As previously disclosed, Ceridian and its U.S. defined
benefit pension plans (collectively, the _Plan_) have been named
as co-defendants in a class action lawsuit filed in U.S.
District Court in Minnesota involving as many as 12,000 former
employees seeking increased lump sum pension benefit payments.
The plaintiffs, all of whom left the Company before the age of
65 and received lump sum benefit payments, claim that an
improperly high interest (discount) rate was utilized to
calculate their lump sum benefit amounts, thereby lowering the
benefit amounts. On May 5, 1997, the court granted Ceridian's
motion for summary judgment concerning three of plaintiffs'
claims, but denied Ceridian's motion with respect to the
plaintiffs' ERISA benefit claim. In its denial, the court
expressed the view that the Plan required the lower discount
rate that would have provided even larger lump sum payments than
had been paid, and that Ceridian's affirmative defenses would
not defeat plaintiffs' ERISA claim.
To fully appreciate why Ceridian believes that the court's
actions in connection with the remaining count are in error, one
must understand the background to the introduction of the lump
sum benefit feature at the beginning of 1989. Large-scale
layoffs and divestitures took place at Control Data Corporation
from the mid 1980s to the early 1990's, and the Company
voluntarily took a variety of actions to lessen the financial
impact on employees who left the Company, including actions to
increase benefits under the Plan. Beginning in the mid 1980s,
retirement benefits for terminated employees were significantly
enhanced by including severance pay in the calculation of the
amount of retirement benefits.

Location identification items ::
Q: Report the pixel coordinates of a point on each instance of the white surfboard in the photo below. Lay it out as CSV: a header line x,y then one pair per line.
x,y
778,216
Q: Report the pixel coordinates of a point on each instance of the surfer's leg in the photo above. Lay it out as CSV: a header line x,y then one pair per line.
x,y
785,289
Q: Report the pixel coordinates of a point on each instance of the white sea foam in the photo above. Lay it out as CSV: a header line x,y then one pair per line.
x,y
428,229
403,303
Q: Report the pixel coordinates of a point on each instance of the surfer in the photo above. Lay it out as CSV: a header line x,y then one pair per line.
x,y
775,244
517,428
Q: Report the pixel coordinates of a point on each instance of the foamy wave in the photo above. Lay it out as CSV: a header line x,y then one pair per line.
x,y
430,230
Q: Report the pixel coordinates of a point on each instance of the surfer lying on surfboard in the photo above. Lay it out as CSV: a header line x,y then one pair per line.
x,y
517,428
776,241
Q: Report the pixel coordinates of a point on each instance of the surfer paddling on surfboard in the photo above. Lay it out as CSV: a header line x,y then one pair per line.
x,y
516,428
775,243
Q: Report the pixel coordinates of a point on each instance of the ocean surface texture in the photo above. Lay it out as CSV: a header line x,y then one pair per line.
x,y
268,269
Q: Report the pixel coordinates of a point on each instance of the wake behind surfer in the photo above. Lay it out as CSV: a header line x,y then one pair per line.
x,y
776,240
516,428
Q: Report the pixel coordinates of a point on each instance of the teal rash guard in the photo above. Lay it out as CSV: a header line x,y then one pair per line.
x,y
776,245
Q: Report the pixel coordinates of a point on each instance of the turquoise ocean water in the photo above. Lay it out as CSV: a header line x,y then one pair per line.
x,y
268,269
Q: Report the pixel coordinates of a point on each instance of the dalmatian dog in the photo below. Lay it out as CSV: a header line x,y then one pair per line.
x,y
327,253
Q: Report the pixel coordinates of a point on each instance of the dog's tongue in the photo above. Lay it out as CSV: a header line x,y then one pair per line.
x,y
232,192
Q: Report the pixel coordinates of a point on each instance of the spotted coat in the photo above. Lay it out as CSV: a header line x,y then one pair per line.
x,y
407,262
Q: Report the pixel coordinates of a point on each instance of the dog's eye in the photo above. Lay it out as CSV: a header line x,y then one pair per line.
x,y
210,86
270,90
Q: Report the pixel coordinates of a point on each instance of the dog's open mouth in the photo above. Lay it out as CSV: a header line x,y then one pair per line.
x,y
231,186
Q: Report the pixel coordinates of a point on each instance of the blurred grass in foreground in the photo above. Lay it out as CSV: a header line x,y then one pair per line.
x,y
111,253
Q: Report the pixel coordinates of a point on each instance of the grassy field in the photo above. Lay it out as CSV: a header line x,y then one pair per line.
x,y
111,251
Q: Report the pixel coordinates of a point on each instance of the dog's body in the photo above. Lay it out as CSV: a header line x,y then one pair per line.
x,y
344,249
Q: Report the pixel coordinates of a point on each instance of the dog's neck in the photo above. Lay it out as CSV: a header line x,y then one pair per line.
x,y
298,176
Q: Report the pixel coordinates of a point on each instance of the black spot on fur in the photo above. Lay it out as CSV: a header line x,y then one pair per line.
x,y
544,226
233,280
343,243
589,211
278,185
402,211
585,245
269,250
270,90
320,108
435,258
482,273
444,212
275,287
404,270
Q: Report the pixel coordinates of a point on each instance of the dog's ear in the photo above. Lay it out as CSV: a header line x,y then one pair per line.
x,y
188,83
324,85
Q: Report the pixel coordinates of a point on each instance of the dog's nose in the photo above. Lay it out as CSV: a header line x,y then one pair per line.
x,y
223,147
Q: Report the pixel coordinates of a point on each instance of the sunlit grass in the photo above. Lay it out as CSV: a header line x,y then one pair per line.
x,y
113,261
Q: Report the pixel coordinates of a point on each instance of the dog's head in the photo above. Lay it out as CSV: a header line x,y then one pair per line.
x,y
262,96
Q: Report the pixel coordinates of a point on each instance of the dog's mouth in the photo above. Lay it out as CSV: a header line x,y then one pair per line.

PROBLEMS TO WORK ON ::
• A. Write out the passage from the text on the Ceridian lawsuit, starting at "As previously disclosed, Ceridian" and ending at "pension benefit payments.".
• B. According to the text on the Ceridian lawsuit, on what date did the court grant Ceridian's motion for summary judgment concerning three of the plaintiffs' claims?
• C. List each distinct date or period of time mentioned in the text on the Ceridian lawsuit.

EXERCISE SOLUTIONS ::
• A.
As previously disclosed, Ceridian and its U.S. defined
benefit pension plans (collectively, the _Plan_) have been named
as co-defendants in a class action lawsuit filed in U.S.
District Court in Minnesota involving as many as 12,000 former
employees seeking increased lump sum pension benefit payments.

• B. May 5, 1997.

• C.
May 5, 1997
the beginning of 1989
the mid 1980s
the early 1990's